▶ PASSAGE TO READ

┌────────

I've learned multiple foreign languages, and I've yet to come across a language learning method that couldn't be called "task-based". Every book uses dialogues, and all dialogues can be described as accomplishing a task (the task of introducing yourself, the task of returning an item to a shop, the task of reporting a theft...).

This article talks about a method which isn't "purely" task-based. It seems to me that "tasks" are just a part of language learning, and all language learning methods are to some degree "task-based". So, "task-based language learning" is also "grammar-based", because it involves grammar, and it's also "vocabulary-based", because it involves words...

└────────

▶ DATASET
┌────────

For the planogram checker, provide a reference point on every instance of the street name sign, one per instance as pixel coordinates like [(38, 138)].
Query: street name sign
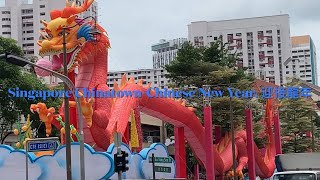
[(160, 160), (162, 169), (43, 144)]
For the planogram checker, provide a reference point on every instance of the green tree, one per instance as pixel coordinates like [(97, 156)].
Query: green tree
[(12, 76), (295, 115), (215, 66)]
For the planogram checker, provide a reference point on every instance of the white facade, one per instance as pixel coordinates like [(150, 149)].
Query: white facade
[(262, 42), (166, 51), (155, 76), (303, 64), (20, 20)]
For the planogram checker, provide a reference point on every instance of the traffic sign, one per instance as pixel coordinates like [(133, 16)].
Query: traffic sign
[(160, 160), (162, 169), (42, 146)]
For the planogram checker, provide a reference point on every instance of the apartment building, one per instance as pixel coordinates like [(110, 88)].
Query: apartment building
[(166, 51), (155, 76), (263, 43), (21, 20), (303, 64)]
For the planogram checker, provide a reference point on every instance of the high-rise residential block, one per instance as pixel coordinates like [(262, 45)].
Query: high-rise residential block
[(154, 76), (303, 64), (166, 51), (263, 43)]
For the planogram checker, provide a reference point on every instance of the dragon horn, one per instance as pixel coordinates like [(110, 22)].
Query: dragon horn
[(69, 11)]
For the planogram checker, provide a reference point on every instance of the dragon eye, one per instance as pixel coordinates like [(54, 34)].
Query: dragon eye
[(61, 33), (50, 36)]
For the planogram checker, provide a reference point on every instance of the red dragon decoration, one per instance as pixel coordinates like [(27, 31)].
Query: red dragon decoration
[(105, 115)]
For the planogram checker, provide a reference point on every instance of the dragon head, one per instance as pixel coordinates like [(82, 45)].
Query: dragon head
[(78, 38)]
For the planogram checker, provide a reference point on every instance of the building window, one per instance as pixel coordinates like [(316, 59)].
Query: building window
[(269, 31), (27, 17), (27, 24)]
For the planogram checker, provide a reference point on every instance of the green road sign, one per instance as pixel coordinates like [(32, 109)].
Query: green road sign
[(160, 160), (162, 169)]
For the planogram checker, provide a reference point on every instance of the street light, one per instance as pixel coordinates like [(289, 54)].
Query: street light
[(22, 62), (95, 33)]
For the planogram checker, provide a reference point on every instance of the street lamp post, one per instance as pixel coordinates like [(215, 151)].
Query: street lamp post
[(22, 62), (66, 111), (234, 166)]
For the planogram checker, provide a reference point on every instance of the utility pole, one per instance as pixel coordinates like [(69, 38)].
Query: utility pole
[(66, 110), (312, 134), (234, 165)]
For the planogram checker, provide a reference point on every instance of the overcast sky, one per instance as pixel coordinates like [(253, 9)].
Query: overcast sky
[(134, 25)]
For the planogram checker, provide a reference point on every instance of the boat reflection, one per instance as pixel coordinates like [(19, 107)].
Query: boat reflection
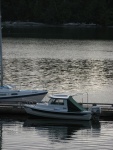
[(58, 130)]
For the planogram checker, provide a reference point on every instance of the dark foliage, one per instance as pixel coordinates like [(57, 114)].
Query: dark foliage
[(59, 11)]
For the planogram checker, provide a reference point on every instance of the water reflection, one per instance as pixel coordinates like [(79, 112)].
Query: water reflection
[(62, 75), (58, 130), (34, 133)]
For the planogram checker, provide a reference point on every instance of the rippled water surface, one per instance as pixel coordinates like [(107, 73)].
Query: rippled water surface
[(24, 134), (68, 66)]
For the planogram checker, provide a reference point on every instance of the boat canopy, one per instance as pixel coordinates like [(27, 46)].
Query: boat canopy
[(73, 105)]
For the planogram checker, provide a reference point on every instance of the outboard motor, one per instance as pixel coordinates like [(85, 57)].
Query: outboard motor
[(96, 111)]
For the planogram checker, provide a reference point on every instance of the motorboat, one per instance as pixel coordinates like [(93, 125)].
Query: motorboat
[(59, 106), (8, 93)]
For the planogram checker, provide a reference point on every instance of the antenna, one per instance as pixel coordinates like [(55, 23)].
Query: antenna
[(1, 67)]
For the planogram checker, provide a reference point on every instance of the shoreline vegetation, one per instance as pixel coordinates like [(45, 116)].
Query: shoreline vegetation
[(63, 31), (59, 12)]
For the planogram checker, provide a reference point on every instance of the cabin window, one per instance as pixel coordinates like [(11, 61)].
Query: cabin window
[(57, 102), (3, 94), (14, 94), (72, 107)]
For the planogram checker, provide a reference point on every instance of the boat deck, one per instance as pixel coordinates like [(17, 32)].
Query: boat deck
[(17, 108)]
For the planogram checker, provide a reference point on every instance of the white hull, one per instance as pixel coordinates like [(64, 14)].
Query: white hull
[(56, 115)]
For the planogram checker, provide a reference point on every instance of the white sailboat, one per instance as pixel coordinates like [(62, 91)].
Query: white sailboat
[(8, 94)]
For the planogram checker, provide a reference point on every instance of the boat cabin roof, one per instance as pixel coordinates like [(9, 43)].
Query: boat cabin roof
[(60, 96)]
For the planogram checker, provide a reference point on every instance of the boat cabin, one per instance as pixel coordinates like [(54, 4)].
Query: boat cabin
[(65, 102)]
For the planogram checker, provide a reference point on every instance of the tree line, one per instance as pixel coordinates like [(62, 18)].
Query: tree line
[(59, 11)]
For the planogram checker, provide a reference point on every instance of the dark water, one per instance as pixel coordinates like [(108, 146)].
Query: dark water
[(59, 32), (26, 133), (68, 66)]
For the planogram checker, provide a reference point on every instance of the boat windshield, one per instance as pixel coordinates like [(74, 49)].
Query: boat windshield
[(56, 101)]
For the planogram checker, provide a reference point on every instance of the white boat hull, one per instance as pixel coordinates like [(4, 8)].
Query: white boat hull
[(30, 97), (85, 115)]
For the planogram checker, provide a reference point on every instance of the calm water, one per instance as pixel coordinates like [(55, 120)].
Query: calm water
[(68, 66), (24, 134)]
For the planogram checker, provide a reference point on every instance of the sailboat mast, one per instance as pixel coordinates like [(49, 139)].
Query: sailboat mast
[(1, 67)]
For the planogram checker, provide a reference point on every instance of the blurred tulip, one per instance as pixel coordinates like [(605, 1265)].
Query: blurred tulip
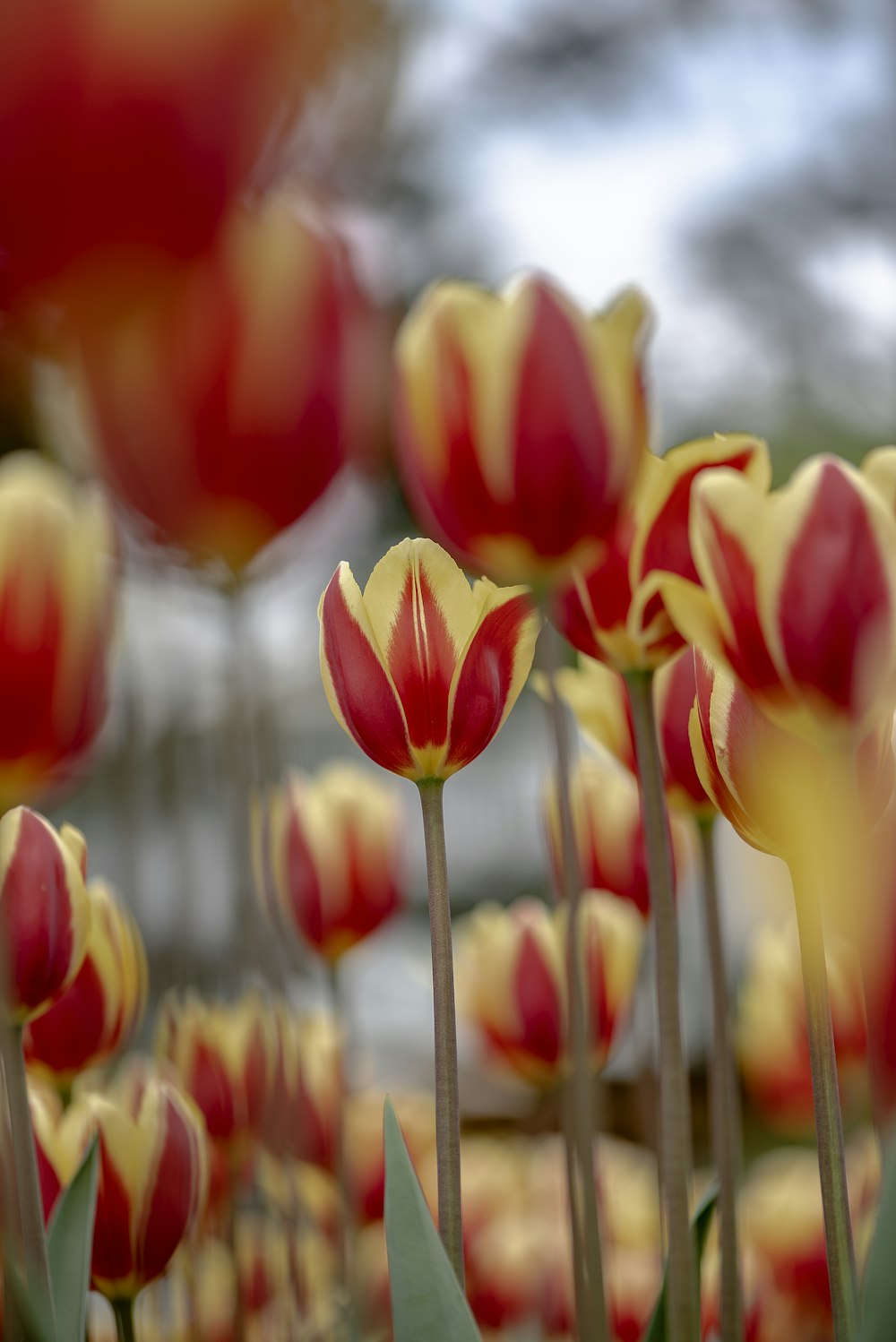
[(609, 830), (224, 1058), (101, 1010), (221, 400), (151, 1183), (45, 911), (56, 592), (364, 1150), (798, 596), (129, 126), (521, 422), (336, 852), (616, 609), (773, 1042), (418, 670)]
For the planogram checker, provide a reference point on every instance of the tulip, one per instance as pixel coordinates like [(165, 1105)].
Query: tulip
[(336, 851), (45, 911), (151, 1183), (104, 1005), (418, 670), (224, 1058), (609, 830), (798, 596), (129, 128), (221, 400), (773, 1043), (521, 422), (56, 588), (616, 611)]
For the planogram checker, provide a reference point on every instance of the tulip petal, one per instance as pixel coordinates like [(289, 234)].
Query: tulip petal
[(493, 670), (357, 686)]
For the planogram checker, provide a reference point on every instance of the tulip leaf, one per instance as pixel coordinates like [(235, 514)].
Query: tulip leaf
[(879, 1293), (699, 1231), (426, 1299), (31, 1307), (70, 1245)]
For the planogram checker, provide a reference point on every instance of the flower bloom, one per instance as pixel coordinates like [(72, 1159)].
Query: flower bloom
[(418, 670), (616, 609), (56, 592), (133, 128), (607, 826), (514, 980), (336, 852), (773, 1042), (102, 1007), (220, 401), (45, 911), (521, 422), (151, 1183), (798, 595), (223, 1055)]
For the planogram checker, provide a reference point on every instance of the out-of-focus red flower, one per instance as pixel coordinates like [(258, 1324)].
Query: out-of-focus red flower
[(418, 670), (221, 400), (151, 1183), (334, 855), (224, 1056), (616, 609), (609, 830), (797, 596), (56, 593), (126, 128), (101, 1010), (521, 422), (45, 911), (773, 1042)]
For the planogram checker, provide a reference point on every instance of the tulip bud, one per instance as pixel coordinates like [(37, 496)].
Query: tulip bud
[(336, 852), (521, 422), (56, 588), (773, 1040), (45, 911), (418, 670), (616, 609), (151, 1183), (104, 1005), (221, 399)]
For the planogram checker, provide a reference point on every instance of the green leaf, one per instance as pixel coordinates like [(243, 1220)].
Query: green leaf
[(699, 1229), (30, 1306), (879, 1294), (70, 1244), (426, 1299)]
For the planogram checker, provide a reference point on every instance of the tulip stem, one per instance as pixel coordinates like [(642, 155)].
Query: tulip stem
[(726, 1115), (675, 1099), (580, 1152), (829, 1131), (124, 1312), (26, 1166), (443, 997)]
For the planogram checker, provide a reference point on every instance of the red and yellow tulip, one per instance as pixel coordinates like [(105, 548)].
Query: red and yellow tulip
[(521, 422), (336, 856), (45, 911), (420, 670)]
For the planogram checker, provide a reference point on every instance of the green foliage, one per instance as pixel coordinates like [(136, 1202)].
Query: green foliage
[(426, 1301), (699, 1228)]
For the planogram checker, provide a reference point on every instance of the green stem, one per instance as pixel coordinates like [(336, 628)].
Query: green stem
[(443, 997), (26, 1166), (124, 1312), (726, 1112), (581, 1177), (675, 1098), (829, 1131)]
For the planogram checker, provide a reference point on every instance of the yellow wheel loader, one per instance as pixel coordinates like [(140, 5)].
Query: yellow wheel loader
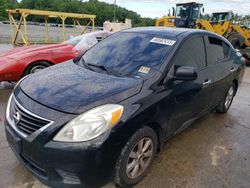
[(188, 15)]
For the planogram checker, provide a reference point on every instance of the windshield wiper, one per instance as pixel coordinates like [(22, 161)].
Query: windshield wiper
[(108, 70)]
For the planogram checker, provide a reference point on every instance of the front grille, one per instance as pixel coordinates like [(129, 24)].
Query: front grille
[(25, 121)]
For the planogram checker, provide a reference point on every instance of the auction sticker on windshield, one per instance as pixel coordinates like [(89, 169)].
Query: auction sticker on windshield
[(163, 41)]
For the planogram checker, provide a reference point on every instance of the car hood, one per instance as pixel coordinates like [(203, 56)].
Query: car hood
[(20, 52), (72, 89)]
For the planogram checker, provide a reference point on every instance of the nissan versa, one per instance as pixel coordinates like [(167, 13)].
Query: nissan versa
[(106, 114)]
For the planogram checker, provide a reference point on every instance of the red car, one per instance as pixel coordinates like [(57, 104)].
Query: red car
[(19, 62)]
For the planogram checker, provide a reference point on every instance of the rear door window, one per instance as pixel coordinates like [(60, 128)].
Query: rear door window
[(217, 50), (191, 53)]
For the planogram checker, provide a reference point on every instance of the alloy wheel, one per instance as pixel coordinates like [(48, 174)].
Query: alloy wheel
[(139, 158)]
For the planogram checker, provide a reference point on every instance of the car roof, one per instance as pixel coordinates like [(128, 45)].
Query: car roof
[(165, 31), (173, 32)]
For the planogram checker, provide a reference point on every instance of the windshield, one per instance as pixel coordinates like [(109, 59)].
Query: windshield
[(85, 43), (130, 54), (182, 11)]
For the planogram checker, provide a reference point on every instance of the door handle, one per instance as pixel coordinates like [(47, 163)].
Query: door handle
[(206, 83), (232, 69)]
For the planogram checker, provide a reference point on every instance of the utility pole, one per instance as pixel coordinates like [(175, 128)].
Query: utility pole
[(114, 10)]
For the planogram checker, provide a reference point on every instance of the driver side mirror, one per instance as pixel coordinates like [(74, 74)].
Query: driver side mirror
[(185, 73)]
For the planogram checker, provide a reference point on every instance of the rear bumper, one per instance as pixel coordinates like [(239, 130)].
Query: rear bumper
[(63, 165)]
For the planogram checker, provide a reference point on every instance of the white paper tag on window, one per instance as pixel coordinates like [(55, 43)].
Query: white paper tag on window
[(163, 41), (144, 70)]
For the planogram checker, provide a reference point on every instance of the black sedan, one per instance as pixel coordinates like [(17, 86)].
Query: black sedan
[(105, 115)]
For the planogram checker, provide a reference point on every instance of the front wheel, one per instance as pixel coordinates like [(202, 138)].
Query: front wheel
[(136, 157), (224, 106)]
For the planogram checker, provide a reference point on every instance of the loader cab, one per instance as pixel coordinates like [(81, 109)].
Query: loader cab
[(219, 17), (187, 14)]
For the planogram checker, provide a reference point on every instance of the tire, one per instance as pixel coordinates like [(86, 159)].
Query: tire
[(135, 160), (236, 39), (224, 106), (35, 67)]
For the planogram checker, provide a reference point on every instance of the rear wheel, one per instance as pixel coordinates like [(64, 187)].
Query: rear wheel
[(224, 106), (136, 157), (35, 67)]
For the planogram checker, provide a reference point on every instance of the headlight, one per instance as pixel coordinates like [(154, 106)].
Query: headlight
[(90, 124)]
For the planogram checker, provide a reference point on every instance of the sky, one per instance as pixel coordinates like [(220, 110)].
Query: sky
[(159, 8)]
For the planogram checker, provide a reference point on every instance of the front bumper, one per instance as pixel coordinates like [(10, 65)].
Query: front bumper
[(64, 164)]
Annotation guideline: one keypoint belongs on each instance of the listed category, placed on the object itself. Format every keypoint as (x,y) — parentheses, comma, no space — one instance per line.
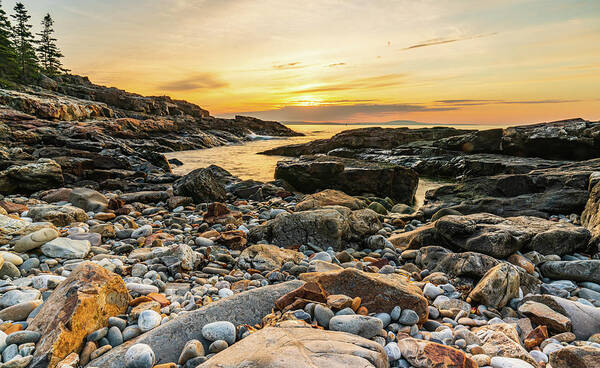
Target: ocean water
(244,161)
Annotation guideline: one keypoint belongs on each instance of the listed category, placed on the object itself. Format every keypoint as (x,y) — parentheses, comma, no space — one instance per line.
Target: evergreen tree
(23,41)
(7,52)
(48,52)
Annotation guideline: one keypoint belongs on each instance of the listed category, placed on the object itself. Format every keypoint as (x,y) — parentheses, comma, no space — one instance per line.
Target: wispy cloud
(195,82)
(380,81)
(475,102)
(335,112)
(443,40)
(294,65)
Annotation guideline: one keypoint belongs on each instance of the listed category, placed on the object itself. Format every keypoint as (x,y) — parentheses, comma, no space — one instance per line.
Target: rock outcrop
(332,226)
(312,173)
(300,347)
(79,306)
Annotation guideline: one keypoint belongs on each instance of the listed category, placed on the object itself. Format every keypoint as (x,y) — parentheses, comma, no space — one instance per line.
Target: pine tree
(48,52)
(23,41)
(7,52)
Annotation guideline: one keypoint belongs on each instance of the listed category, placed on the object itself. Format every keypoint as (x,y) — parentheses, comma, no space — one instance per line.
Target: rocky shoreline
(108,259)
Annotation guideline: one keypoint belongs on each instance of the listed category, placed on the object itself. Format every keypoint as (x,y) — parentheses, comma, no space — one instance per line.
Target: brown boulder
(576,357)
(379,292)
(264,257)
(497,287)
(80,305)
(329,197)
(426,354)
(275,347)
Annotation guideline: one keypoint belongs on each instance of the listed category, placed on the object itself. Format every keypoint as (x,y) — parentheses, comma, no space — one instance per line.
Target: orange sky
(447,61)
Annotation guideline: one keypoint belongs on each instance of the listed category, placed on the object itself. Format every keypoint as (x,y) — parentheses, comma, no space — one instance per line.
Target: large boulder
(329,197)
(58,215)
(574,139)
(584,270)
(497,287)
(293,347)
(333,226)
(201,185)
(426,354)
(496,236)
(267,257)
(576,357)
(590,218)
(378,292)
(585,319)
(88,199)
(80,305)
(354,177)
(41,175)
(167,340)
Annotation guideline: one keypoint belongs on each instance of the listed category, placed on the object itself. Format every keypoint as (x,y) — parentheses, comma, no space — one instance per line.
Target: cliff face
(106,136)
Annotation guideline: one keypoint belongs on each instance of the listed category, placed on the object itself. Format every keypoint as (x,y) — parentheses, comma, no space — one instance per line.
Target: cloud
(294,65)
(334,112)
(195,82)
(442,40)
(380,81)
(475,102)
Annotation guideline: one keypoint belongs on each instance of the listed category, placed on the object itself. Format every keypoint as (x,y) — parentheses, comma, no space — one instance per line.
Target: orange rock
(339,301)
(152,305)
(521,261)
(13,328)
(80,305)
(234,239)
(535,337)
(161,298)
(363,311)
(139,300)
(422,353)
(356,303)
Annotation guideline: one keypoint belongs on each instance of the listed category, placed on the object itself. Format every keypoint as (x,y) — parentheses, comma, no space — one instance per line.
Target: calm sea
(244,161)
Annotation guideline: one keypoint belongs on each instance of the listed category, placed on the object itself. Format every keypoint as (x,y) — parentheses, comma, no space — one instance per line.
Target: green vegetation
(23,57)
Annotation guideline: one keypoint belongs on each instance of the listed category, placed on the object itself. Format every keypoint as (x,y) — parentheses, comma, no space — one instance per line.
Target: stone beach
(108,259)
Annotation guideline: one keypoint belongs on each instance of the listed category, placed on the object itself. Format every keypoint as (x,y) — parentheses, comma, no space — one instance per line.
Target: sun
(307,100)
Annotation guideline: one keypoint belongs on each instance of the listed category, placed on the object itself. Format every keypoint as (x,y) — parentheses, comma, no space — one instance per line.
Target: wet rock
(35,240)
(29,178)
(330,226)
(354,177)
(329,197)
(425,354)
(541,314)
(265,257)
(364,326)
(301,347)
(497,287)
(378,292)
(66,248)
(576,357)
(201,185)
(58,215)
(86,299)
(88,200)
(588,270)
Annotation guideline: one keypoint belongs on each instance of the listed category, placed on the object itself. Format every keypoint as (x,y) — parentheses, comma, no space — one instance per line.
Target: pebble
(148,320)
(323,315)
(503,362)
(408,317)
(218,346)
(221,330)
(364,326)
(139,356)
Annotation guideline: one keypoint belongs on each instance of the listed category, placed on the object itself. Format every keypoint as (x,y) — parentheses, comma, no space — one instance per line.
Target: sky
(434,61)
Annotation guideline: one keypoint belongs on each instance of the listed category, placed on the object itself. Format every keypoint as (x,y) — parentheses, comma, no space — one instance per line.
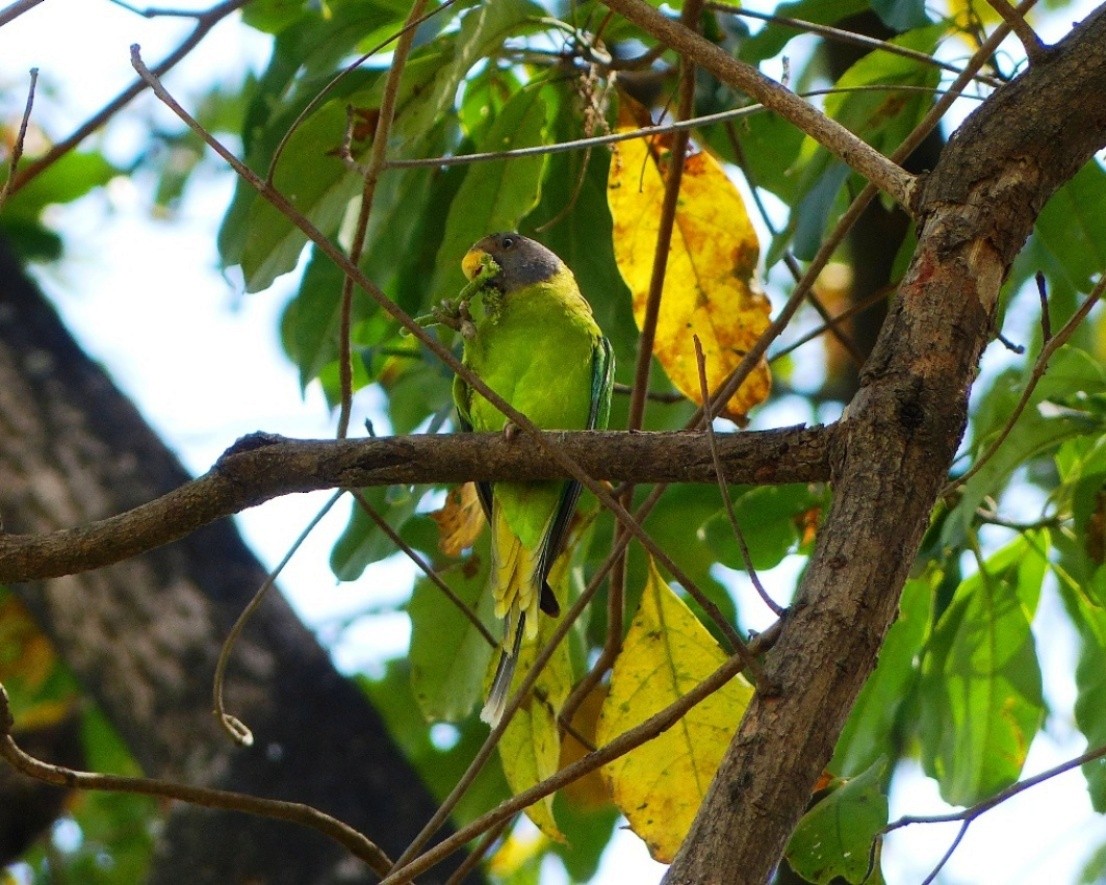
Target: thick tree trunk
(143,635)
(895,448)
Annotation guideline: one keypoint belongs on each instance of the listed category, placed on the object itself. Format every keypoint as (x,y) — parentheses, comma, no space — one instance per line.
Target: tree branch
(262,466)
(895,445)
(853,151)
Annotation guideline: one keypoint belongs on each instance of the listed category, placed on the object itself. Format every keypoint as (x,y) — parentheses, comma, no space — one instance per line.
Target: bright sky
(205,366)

└────────

▶ INSTRUCTION 1
In the passage on task-based language learning, what does the writer say every book uses?
▶ INSTRUCTION 2
Please write a continuation of the passage on task-based language learning, starting after its final sentence.

▶ TASK RESULT 1
Dialogues.

▶ TASK RESULT 2
Yep, I think this is nothing but a marketing term masquerading as a topic. The amount of descriptive test without references reinforces my thinking. Gronky (talk) 10:18, 24 January 2011 (UTC)[reply]

UPDATE: I guess there's a topic "tasks (language learning tool)", and some methods are more task-based than others. No method is 100% or 0% task-based (just as no method is 100% or 0% grammar-based). A method that focusses a lot on tasks could be called "task-based", but it's just a label. This article shouldn't be about the label, it should be about the concept, which is "tasks (language learning tool)". Gronky (talk) 10:51, 24 January 2011 (UTC)[reply]

This really is a topic

For language education professionals, like me, this is very much a topic. It is one of the major developments of Communicative Language Teaching. In terms of Related approaches, at the bottom, Dogme should be deleted. I can't imagine, and I hope my suspicions are wrong, who added this. If anything is related, try webquests and communicative language teaching.